§ **Exercise requirements**:
Please find all lines in the data that hold the string "target" and copy them.

§ **Source material**:
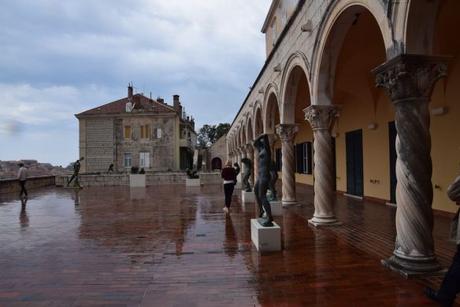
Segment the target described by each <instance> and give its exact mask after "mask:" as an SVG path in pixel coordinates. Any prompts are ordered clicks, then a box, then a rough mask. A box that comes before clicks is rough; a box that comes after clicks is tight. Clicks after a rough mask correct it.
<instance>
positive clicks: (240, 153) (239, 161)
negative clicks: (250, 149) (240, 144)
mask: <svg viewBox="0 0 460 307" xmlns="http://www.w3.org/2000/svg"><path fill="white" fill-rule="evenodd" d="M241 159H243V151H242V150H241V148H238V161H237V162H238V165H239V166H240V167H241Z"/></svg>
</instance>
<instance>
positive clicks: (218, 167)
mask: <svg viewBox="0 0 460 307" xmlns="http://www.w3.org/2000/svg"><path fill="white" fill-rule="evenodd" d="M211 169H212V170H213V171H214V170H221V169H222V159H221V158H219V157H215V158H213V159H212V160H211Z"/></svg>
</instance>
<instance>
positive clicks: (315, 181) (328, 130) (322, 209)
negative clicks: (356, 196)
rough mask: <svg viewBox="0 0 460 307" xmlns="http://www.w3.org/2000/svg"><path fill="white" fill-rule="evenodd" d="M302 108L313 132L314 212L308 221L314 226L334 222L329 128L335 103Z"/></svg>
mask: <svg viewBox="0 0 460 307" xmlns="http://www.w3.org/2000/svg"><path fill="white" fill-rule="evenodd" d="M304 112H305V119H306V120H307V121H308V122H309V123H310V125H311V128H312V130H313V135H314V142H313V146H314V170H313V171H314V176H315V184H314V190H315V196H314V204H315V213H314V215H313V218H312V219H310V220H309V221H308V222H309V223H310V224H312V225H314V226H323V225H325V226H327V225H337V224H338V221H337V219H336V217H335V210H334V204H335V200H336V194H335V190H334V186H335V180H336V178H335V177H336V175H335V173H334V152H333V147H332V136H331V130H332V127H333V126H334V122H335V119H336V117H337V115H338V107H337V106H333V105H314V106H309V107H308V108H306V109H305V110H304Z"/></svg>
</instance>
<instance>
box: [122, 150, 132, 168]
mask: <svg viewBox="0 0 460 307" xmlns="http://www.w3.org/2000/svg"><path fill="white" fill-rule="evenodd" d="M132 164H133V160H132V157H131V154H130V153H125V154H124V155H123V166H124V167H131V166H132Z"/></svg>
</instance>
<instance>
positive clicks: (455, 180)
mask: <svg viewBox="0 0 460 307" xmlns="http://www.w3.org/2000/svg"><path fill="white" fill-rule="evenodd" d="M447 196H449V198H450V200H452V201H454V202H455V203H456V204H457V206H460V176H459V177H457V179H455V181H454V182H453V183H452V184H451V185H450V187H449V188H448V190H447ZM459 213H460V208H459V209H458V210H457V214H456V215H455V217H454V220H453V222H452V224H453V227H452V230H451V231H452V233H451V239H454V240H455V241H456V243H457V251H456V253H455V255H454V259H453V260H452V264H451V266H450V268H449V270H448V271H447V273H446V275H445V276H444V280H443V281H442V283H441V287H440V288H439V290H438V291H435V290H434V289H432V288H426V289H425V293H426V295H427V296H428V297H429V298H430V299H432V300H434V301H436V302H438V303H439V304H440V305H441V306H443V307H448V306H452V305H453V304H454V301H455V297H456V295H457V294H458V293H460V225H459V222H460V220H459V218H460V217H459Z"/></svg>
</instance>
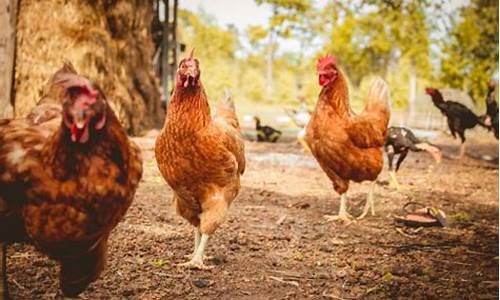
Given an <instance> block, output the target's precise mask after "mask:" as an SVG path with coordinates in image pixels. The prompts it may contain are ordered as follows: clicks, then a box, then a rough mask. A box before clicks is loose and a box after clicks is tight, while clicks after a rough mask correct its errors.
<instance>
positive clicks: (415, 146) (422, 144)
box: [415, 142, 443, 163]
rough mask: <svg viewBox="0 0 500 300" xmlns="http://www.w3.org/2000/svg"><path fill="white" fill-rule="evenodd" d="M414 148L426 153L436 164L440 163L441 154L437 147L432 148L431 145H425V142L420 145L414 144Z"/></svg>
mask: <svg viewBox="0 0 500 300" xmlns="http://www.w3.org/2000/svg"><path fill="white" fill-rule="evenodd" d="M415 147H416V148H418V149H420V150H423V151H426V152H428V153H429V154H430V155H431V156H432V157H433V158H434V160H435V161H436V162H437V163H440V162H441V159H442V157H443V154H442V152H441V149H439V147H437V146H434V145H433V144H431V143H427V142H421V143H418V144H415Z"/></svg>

§ **Output below**:
Segment the target described by each <instance> and give its exact mask after "mask:" as an SVG path in pixel coordinates. Any prompts are ordered clicks, then a box, then a rough mask. A box that comes before clicks is rough; a box that comes after clicks is tight. Clicks after a rough mask correct it.
Given an <instance> block, output the target's precise mask after "mask:" as an SVG path with coordinates in image pixels. The prompts it may contain are ordered as follows: clicks, then a box, then a rough mask. A box before clicks is loose and a box after clicks is tight, while clicks after a rough mask correct its errors.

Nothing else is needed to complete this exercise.